Go back in time a hundred years or so and grocery shopping was a very different undertaking to what it is today. There were no one-stop supermarkets – you had to go to specialist food shops like the grocers for your fruit and vegetables, the butcher for your meat and the baker for your bread. In many cases, you couldn’t even buy the specific food you wanted to eat but could only buy the ingredients to make it yourself. If you wanted a cake then you had to buy the flour, sugar etc. and get baking!
Because food was perishable, people shopped for groceries much more frequently. There was no such thing as freezing or refrigeration and food preserving was limited to drying, salting and pickling. Treats, such as like sweets and desserts were available but they were not widely consumed and fruit was the dessert of choice for many people.
Local, Seasonal, Organic Produce Used To Be The Norm!
The vast majority of food was produced locally and only available when it was in season. Very little food was transported for consumption out of the area in which it was grown.
All of this added up to a mostly healthy and well-balanced diet for all but the poorest of families and even those that were very hard up sustained themselves on foods that, in more modern times, would come to be considered as healthy – primarily lots of vegetables and wholegrains.
The Rise Of The Supermarket
Fast forward to the 21st century and supermarkets rule the roost. Although most still sell fresh produce, their main commodity is processed food – food that has been pre-prepared so all you have to do is heat it, cook it briefly or eat it right out of the packet.
Processed foods are the ultimate in nutritional convenience. Many of us live very busy lives and food that is non-perishable and quick to prepare is very appealing. The idea of going shopping more frequently than once a week is now foreign to the vast majority of us and a lot of people are also under the false impression that cooking a meal from scratch using fresh, healthy ingredients need so the very time consuming. Food marketers have also convinced many of us that it is possible to eat processed foods and still be healthy.
Longer Lives But Not Healthier Lives
Back in the days before supermarkets and processed foods, heart disease, diabetes and being overweight were very rare occurrences. Admittedly the average lifespan was shorter than today but that’s mainly because of the less sophisticated medical practices available back then.
By and large, people were much healthier 100 years ago. Today, life expectancy is greater than ever before but, in many cases, those extra years are attributable to improved health care, not improved health.
Modern life is considerably less physically demanding than back in the “good old days” as most of us are able to make our living sat behind a desk rather than behind a plow but it’s the type of food we now eat that has had arguably the greatest impact on our health.
Processed foods contain calories which are essential for sustaining life but what they tend not to contain is essential nutrients such as vitamins, minerals and fiber. They are almost always high in sugar, salt and trans fats and contain a host of artificial ingredients that, quite simply, are bad for your health. Many of the ingredients in processed foods are designed to make you eat more of that particular product and are mildly addictive – flavor enhancers like monosodium glutamate being a very noteworthy example. Other ingredients are simply there to maximize the shelf life of the food.

Study material>
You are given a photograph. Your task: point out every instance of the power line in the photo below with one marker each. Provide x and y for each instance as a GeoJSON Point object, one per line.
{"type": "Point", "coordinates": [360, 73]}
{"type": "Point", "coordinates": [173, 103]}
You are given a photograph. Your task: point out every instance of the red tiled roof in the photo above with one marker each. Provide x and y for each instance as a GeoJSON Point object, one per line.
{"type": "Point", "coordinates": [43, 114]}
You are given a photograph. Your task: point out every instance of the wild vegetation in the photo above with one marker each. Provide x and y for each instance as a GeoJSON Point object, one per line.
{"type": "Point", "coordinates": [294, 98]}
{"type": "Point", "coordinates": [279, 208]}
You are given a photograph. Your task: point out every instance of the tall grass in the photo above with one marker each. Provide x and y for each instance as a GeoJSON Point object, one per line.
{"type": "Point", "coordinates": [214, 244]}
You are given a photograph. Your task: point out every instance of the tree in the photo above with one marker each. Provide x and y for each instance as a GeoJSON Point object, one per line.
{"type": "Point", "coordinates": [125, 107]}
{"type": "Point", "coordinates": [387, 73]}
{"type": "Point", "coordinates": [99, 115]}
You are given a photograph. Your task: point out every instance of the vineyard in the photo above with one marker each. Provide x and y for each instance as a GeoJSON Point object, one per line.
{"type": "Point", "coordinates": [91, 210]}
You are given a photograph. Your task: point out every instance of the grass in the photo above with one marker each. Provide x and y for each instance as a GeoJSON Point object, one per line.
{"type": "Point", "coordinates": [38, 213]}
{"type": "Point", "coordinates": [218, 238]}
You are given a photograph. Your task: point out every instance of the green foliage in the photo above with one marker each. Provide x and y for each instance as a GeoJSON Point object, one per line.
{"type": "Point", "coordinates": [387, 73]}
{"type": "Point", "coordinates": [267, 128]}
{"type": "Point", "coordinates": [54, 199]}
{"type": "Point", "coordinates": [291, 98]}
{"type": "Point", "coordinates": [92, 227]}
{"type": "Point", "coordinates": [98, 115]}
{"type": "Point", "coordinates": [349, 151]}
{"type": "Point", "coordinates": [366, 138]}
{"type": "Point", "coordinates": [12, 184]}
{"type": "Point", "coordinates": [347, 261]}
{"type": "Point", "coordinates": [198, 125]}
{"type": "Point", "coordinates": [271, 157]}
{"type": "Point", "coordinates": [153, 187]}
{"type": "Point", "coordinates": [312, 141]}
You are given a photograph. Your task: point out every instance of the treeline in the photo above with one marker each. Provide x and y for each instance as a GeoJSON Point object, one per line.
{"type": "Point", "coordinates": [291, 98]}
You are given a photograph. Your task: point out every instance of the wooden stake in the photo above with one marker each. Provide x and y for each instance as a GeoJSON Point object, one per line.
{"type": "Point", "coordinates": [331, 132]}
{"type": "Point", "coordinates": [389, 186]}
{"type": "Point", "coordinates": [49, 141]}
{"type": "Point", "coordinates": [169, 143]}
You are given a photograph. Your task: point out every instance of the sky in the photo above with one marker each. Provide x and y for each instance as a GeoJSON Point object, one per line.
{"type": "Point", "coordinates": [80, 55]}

Questions on the material>
a: Quote the stretch of the passage on food shopping and health from "The vast majority of food" through "of the packet.", word for word.
b: Which specialist food shops does the passage on food shopping and health name?
c: Carry on the passage on food shopping and health from its final sentence.

Results of the exercise>
a:
The vast majority of food was produced locally and only available when it was in season. Very little food was transported for consumption out of the area in which it was grown.
All of this added up to a mostly healthy and well-balanced diet for all but the poorest of families and even those that were very hard up sustained themselves on foods that, in more modern times, would come to be considered as healthy – primarily lots of vegetables and wholegrains.
The Rise Of The Supermarket
Fast forward to the 21st century and supermarkets rule the roost. Although most still sell fresh produce, their main commodity is processed food – food that has been pre-prepared so all you have to do is heat it, cook it briefly or eat it right out of the packet.

b: The grocers, the butcher and the baker.

c:
If you take a moment to examine the ingredients list on many processed foods, you’ll be hard pushed to actually identify a single ingredient that is remotely natural. Most ingredient lists read more like the instructions for a chemical experiment which, ironically, is not far from the truth. Many so-called foods are really food-like substances and have little more than a passing relationship with “real” food.
Ultimately, processed foods are about two things – convenience for the consumer and profit for the manufacturer. Health, which should be paramount, doesn’t come into the equation.
Overfed But Still Malnourished?
Despite the abundance of calories available in processed foods, a large percentage of the population is malnourished – ironic considering the number of overweight people around. Malnourishment is more commonly associated with Third World countries but is just as big a problem in the developed West.
Your body needs and abundance of vitamins, minerals and other nutrients to function effectively and efficiently. These nutrients act like sparkplugs to ensure that the millions of life-sustaining reactions that happen in your body occur in a timely fashion. The absence of any specific nutrients can be directly linked to the development of a disease, for example, lack of calcium and vitamin D is linked to osteoporosis – a condition characterized by porous bones that are prone to fracture.
Say “NO” To Empty Calories
Processed foods are nothing more than “empty calories”; that is to say devoid of meaningful quantities of essential nutrients. They are not designed to be healthy although some are marketed as such – breakfast cereals and non-fat diet foods being prime examples. Most processed foods require essential nutrients but provide none which means your body has to give up this precious resource from its reserves. This can lead to severe nutritional deficiencies and poor health.
The best way to avoid processed foods is to adopt a hunter-gatherer mentality when grocery shopping. If the food you are contemplating buying occurs naturally and could be picked, dug or, caught or manufactured using simple ingredients, it’s probably healthy to eat. If, however, it’s more the product of the laboratory than nature, its best left on the shelf. Sugar-free, low fat cookies? They don’t grow on trees you know!
The best foods are those that were once live and are in as close to their natural state as possible. A diet based on real foods such as these is always going to be healthier than a diet based on processed foods.